#### Source document

○ ○ ○

The Cape Girardeau-Jackson Metropolitan Statistical Area, as defined by the United States Census Bureau, is an area consisting of two counties in southeastern Missouri and one in southern Illinois with its core in both states. Its largest cities are the cities of Cape Girardeau and Jackson. It was upgraded from a Micropolitan Statistical Area (μSA) to a Metropolitan Statistical Area (MSA) by the Office of Management and Budget on November 20, 2008.

As of the 2010 census, the MSA had a population of 96,275.

==Counties==
- Cape Girardeau County, Missouri
- Bollinger County, Missouri
- Alexander County, Illinois

==Communities==

===Places with more than 30,000 inhabitants===
- Cape Girardeau, Missouri (Principal city) Pop: 39,540

===Places with 1,000 to 30,000 inhabitants===
- Jackson, Missouri (Principal city) Pop: 15,481
- Scott City, Missouri (partial) Pop: 4,346
- Cairo, Illinois Pop: 1,733
- Marble Hill, Missouri Pop: 1,388

===Places with 250 to 1,000 inhabitants===
- Tamms, Illinois Pop: 430
- Delta, Missouri Pop: 376
- Thebes, Illinois Pop: 208
- McClure, Illinois Pop: 256
- Gordonville, Missouri Pop: 625
- East Cape Girardeau, Illinois Pop: 289

===Places with fewer than 250 inhabitants===
- Oak Ridge, Missouri Pop: 237
- Sedgewickville, Missouri Pop: 191
- Whitewater, Missouri Pop: 88
- Zalma, Missouri Pop: 73
- Allenville, Missouri Pop: 95
- Pocahontas, Missouri Pop: 97
- Dutchtown, Missouri Pop: 163
- Glen Allen, Missouri Pop: 57
- Old Appleton, Missouri Pop: 73

===Unincorporated places===
- Arab, Missouri
- Burfordville, Missouri
- Cache, Illinois
- Daisy, Missouri
- Egypt Mills, Missouri
- Elco, Illinois
- Fayville, Illinois
- Friedheim, Missouri
- Fruitland, Missouri
- Future City, Illinois
- Gale, Illinois
- Gipsy, Missouri
- Grassy, Missouri
- Klondike, Illinois
- Leopold, Missouri
- Miller City, Illinois
- Millersville, Missouri
- New Wells, Missouri
- Olive Branch, Illinois
- Oriole, Missouri
- Patton, Missouri
- Sturdivant, Missouri
- Urbandale, Illinois

==Townships==

===Cape Girardeau County===

- Apple Creek
- Byrd
- Cape Girardeau
- Hubble
- Kinder

- Liberty
- Randol
- Shawnee
- Welch
- Whitewater

===Bollinger County===

- Crooked Creek
- Fillmore
- Liberty
- Lorance

- Scopus
- Union
- Wayne
- Whitewater

==Precincts==

===Alexander County===

- Cache No. 1
- Cache No. 2
- Cairo
- Elco
- McClure
- Miller

- Olive Branch
- Sandusky
- Santa Fe
- Tamms
- Thebes
- Unity

==Demographics==
As of the census of 2000, there were 90,312 people, 35,364 households, and 23,880 families residing within the μSA. The racial makeup of the μSA was 89.79% White, 7.75% African American, 0.40% Native American, 0.64% Asian, 0.02% Pacific Islander, 0.31% from other races, and 1.09% from two or more races. Hispanic or Latino of any race were 0.92% of the population.

○ ○ ○

#### Data provided
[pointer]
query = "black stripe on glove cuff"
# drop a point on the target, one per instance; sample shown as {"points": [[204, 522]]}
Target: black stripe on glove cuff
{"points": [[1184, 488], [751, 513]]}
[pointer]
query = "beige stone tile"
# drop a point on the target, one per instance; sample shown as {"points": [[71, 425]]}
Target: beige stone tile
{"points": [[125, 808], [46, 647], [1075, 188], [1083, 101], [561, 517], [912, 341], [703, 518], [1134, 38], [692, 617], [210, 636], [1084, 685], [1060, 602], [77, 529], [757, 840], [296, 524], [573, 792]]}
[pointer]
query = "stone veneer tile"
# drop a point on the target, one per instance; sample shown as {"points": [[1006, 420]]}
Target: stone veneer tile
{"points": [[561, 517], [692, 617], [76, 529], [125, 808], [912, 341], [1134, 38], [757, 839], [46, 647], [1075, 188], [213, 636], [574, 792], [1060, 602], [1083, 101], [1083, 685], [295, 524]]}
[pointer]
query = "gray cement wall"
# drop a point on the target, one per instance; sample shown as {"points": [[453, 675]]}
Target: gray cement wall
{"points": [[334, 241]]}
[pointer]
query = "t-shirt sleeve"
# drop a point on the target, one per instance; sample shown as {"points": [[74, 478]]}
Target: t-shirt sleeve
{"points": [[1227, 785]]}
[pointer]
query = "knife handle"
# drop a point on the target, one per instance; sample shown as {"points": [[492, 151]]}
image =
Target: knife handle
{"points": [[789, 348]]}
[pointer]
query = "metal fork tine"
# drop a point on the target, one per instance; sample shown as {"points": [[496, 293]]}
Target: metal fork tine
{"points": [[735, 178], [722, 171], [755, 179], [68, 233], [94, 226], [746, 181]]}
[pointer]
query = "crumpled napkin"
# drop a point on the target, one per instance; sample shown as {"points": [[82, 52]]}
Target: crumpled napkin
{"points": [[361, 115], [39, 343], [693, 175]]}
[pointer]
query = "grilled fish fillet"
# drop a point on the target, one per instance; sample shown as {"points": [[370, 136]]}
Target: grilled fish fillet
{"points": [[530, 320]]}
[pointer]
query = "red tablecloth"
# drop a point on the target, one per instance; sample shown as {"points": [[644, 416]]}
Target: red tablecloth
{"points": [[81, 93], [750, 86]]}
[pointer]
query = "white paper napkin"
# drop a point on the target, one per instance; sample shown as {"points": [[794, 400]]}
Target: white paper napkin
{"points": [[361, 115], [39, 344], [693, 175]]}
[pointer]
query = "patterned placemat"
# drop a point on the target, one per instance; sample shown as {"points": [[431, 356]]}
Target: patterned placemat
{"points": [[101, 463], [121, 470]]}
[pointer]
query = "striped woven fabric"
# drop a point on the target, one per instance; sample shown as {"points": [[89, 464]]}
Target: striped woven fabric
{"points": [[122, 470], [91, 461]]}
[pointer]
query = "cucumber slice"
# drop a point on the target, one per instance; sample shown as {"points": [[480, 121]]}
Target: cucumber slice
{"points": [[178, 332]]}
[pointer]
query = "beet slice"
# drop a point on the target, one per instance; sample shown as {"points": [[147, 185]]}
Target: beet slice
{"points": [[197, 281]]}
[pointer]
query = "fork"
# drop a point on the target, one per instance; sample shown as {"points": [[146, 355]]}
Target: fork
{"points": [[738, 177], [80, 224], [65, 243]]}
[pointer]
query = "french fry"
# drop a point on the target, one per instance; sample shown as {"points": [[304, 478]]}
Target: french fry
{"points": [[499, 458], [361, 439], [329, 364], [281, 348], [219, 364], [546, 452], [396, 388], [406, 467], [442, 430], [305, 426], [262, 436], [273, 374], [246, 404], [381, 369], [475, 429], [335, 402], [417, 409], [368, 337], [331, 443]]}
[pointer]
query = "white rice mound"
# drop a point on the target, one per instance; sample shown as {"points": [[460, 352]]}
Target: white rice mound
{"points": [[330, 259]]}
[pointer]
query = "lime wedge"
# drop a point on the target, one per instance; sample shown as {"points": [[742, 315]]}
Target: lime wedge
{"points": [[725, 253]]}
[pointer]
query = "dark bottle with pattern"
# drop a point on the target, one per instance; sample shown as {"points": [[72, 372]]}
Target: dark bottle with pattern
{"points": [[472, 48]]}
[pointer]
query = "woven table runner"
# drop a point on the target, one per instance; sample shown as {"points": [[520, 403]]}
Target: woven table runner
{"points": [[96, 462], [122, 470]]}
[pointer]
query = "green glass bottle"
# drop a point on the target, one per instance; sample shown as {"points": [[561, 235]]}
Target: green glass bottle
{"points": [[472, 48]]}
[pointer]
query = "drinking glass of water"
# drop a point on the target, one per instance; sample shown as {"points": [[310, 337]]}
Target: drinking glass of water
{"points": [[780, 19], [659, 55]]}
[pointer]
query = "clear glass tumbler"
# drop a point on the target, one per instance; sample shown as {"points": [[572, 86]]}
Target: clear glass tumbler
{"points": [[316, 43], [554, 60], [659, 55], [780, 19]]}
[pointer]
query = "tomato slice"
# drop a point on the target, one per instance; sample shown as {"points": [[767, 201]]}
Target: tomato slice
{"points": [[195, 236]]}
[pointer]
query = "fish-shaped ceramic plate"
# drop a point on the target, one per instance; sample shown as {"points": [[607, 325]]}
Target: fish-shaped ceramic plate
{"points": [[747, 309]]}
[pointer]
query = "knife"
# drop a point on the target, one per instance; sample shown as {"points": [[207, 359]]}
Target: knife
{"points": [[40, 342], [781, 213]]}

○ ○ ○

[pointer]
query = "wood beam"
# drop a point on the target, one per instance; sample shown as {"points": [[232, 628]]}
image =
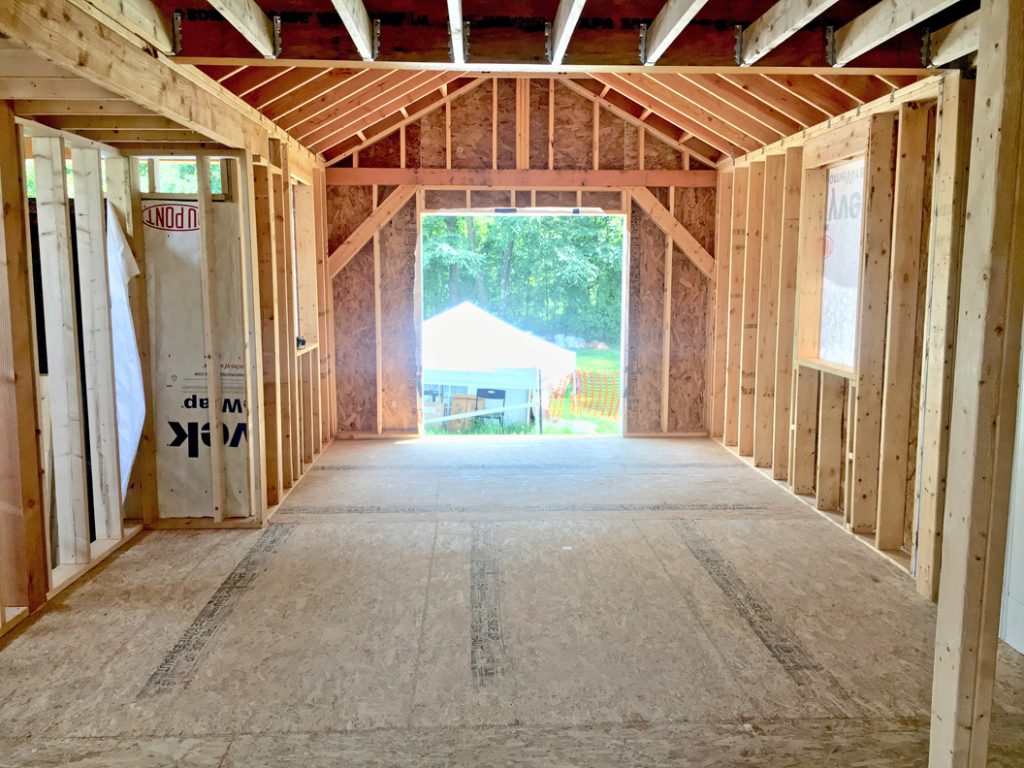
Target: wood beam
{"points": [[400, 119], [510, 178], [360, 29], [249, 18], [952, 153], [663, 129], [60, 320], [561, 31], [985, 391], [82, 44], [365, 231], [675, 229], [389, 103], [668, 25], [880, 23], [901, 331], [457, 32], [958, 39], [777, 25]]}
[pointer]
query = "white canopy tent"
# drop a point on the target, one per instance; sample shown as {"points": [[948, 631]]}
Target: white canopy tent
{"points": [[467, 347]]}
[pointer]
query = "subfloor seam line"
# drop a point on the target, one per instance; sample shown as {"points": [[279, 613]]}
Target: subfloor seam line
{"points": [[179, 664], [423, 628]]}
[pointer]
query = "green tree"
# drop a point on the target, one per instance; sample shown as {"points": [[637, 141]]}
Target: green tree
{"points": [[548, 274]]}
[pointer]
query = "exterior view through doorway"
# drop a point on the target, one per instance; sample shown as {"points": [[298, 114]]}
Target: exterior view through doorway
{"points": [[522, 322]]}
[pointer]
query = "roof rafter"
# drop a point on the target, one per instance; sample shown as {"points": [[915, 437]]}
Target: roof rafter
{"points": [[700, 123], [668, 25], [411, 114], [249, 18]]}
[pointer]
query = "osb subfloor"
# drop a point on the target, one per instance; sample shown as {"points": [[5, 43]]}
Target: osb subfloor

○ ○ ○

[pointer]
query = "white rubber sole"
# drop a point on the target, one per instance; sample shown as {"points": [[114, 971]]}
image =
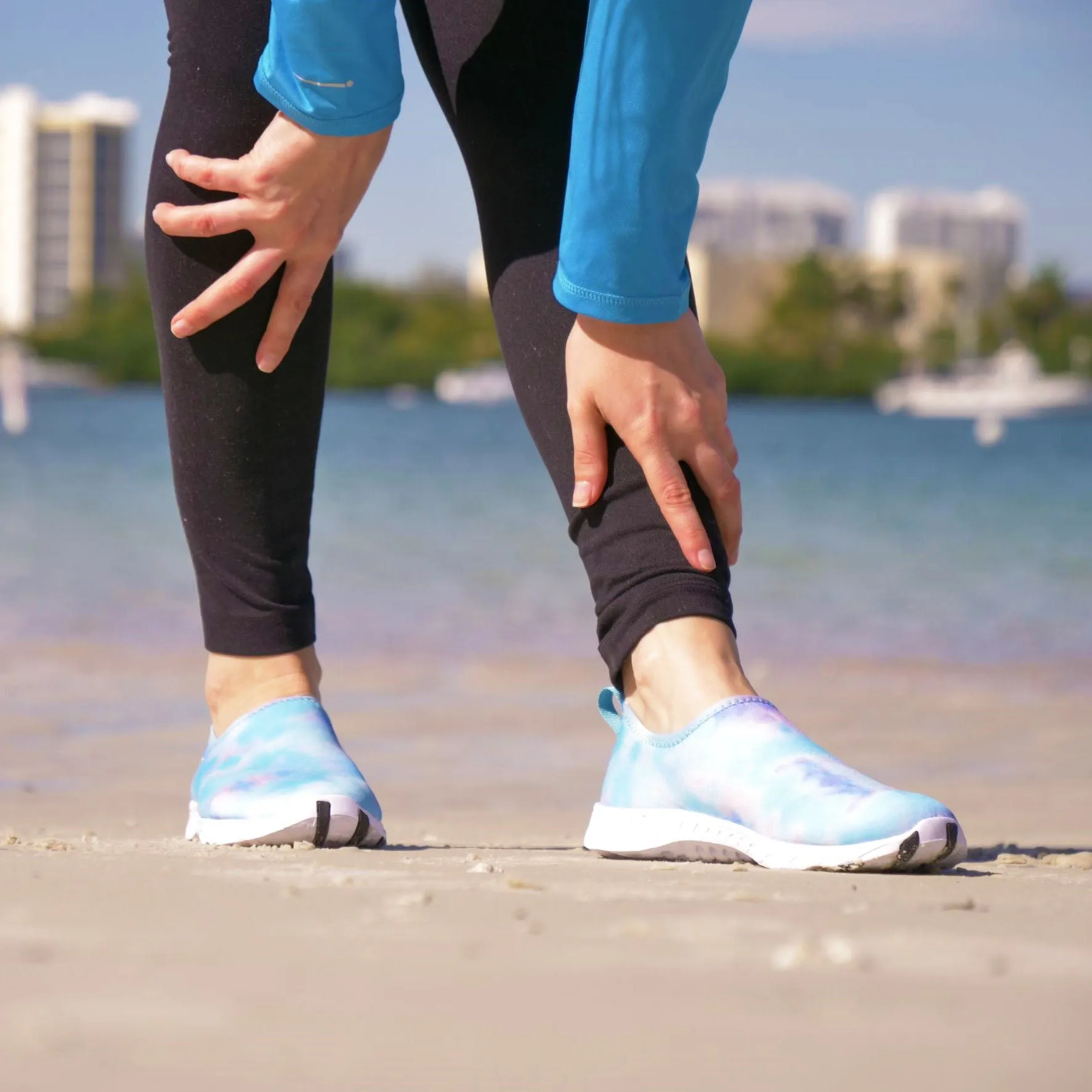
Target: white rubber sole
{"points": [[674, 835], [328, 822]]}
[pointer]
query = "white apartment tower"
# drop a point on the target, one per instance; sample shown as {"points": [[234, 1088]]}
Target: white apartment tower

○ ○ ○

#### Brief A
List every county that the metropolitan area article names as part of the area.
#### Brief B
Rewrite the metropolitan area article from "The Cape Girardeau-Jackson" to "population of 96,275.", changing "upgraded" to "promoted".
The rows come from a separate source unrelated to the text.

#### Full response A
- Cape Girardeau County, Missouri
- Bollinger County, Missouri
- Alexander County, Illinois

#### Full response B
The Cape Girardeau-Jackson Metropolitan Statistical Area, as defined by the United States Census Bureau, is an area consisting of two counties in southeastern Missouri and one in southern Illinois with its core in both states. Its largest cities are the cities of Cape Girardeau and Jackson. It was promoted from a Micropolitan Statistical Area (μSA) to a Metropolitan Statistical Area (MSA) by the Office of Management and Budget on November 20, 2008.

As of the 2010 census, the MSA had a population of 96,275.